*INPUT ROWS*.
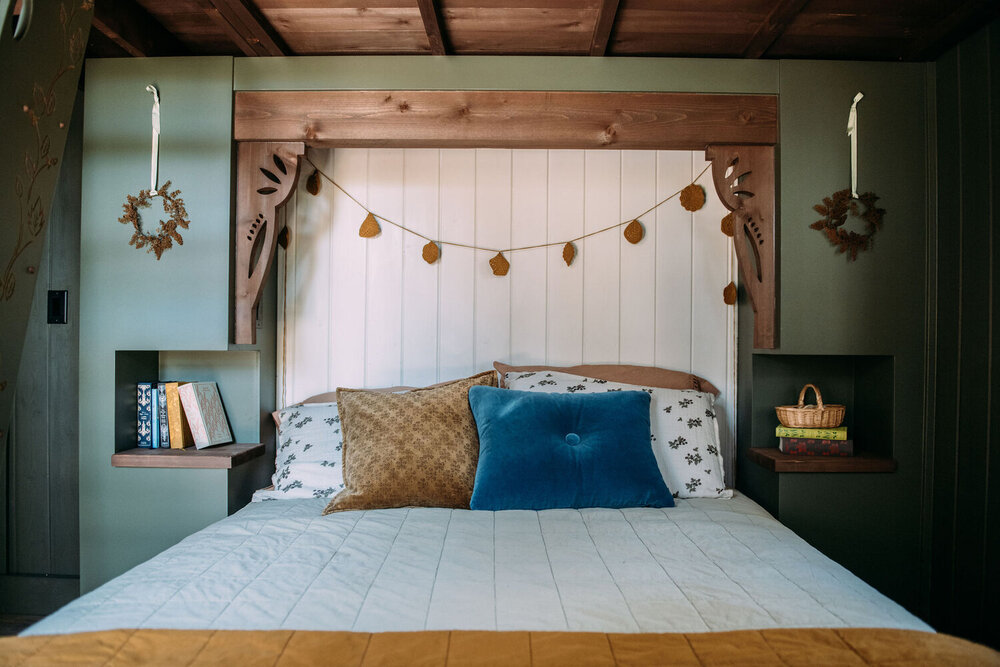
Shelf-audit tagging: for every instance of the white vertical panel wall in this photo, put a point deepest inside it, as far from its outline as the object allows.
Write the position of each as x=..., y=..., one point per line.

---

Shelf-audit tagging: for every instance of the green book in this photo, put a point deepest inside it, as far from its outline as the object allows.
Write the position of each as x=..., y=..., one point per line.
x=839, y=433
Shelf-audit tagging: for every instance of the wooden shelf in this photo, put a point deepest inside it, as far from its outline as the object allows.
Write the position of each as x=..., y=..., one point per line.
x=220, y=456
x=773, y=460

...

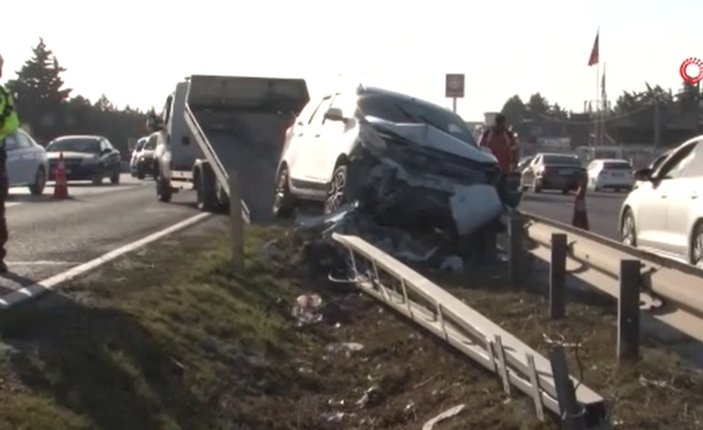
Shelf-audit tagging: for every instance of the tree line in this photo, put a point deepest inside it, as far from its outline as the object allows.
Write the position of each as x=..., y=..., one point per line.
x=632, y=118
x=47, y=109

*AIM OF THE EXERCISE*.
Pick out every line of the records that contains the word "inside" and copy each one unchanged.

*TASK OUTPUT*.
Shelf-audit tagging: for every instance of the white vertical panel wall in this photo, put a point deepest inside it, as far from its outline as the object allows.
Shelf-audit tagging: for every instance of the green book in this photo, put a point deepest inside it, as far from its outline as the object allows.
Shelf-audit tagging: for every instance of the wooden shelf in this photo, put a point deepest inside it, as far from its outline as the object allows.
Shelf-audit tagging: for every instance of the tree line in this photo, put a point deepest inside it, as far from its outline as the object allows.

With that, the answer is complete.